Region pointing data
□ □ □ □

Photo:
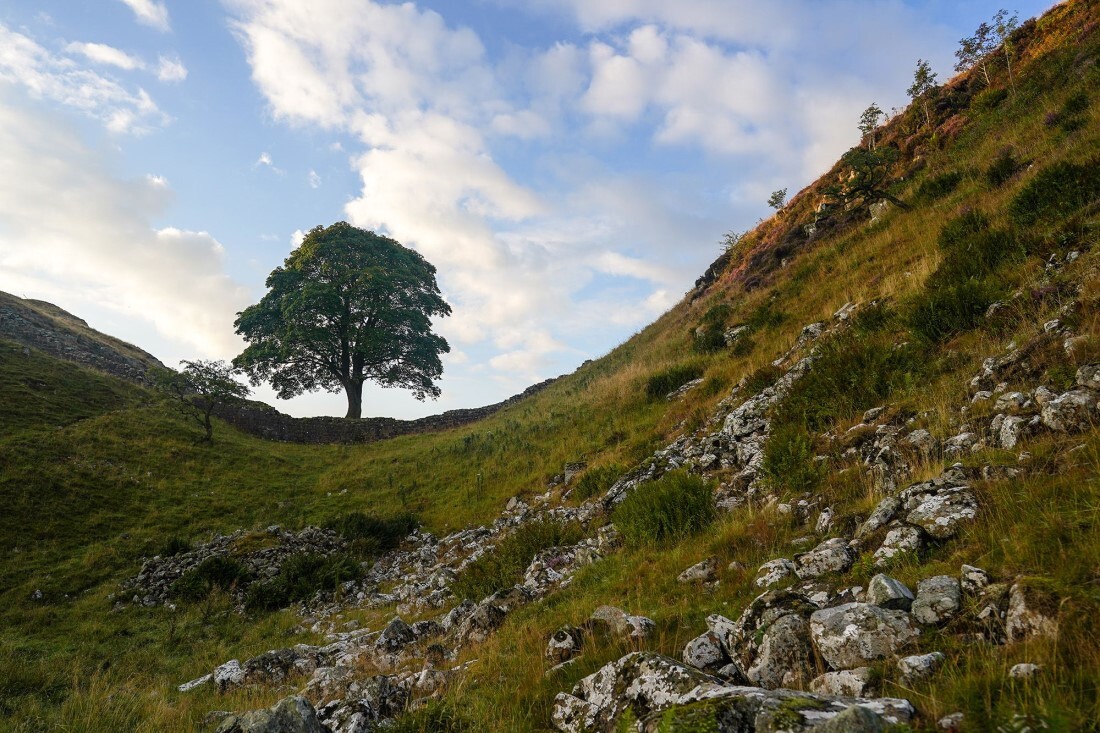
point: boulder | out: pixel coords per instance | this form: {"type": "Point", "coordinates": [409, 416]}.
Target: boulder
{"type": "Point", "coordinates": [920, 667]}
{"type": "Point", "coordinates": [937, 600]}
{"type": "Point", "coordinates": [294, 714]}
{"type": "Point", "coordinates": [854, 634]}
{"type": "Point", "coordinates": [886, 592]}
{"type": "Point", "coordinates": [831, 556]}
{"type": "Point", "coordinates": [1033, 611]}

□ □ □ □

What you need to do :: Since the copy must exclude the pictures, transcribe only the text of the records, word for word.

Exercise result ::
Photo:
point: boulder | out: pixel coords per instance | this form: {"type": "Point", "coordinates": [409, 416]}.
Target: boulder
{"type": "Point", "coordinates": [920, 667]}
{"type": "Point", "coordinates": [937, 600]}
{"type": "Point", "coordinates": [294, 714]}
{"type": "Point", "coordinates": [854, 634]}
{"type": "Point", "coordinates": [886, 592]}
{"type": "Point", "coordinates": [831, 556]}
{"type": "Point", "coordinates": [1033, 611]}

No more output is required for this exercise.